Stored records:
* * * *

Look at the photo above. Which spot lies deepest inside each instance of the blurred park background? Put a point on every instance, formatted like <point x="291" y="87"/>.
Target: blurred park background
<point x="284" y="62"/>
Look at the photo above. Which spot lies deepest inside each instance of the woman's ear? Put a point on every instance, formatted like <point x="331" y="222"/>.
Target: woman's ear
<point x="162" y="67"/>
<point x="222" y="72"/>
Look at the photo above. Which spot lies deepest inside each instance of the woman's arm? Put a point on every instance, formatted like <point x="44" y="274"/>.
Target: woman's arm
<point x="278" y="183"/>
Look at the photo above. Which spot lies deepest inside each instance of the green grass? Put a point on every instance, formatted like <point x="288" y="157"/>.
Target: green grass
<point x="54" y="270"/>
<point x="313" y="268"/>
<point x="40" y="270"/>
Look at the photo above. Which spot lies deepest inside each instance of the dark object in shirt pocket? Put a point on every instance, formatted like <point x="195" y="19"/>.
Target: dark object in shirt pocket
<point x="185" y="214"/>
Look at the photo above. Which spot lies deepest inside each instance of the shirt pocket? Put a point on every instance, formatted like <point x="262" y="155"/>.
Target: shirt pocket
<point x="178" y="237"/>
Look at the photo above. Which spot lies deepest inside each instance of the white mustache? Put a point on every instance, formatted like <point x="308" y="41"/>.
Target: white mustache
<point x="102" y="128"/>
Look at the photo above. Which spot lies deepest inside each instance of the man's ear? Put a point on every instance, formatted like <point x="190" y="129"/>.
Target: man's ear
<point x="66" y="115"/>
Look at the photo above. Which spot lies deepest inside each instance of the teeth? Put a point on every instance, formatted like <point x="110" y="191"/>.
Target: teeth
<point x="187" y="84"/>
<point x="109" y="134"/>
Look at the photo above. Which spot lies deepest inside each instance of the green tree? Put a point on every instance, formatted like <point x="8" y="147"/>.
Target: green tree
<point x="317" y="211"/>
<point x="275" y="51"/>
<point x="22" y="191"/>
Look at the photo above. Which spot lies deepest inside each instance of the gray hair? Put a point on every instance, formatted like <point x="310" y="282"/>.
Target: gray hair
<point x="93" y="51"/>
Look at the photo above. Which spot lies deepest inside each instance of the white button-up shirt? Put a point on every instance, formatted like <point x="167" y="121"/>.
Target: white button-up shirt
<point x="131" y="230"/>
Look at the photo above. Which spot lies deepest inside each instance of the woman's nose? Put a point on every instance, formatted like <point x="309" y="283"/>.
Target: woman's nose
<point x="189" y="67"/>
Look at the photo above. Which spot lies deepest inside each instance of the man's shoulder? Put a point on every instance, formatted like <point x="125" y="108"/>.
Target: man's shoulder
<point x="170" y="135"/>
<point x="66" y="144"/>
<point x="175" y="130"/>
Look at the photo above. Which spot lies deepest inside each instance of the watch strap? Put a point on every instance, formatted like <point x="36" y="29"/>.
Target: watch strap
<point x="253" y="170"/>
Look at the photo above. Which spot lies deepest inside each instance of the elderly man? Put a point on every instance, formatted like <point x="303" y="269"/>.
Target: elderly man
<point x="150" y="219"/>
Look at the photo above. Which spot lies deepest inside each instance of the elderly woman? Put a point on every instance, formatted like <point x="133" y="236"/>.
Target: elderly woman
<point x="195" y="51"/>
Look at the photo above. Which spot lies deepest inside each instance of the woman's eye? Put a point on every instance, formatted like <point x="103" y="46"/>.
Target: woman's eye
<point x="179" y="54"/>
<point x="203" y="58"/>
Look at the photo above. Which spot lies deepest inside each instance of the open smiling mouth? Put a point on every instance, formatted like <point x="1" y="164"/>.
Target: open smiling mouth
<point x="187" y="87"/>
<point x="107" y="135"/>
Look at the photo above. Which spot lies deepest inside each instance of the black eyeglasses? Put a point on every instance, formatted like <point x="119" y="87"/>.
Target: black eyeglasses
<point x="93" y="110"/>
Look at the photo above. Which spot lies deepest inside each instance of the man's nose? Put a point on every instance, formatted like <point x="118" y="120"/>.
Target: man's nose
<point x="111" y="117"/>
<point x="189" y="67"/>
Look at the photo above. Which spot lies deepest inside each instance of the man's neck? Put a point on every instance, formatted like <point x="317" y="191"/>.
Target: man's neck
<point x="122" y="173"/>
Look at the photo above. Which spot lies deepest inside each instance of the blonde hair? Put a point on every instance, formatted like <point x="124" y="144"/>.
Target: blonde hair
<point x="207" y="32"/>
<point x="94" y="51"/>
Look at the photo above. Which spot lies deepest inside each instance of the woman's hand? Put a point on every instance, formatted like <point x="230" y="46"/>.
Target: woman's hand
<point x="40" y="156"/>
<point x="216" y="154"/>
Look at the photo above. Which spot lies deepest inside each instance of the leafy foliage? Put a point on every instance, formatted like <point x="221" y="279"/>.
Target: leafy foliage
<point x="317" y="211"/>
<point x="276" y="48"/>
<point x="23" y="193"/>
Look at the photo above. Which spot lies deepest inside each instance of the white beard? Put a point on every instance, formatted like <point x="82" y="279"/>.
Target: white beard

* * * *

- **TASK STATEMENT**: Please duplicate the part of the records that opens with the line containing "the woman's hand?" and runs through the end of the records, both ends included.

- **SOLUTION**:
Look at the photo above. Which spot lies deepest inside each instance of the woman's hand? Put a point on every instance, formatted like <point x="230" y="46"/>.
Target: woman's hand
<point x="40" y="156"/>
<point x="216" y="154"/>
Look at the photo above. Which spot lies deepest inside each instance of the leafy foliage? Put a point on every instance, formatted like <point x="221" y="279"/>.
Target: leafy foliage
<point x="317" y="211"/>
<point x="276" y="48"/>
<point x="23" y="193"/>
Look at the photo above. Which spot lies deepest inside each instance of the white beard? Put a point on every instance, formatted like <point x="82" y="279"/>.
Target: white beard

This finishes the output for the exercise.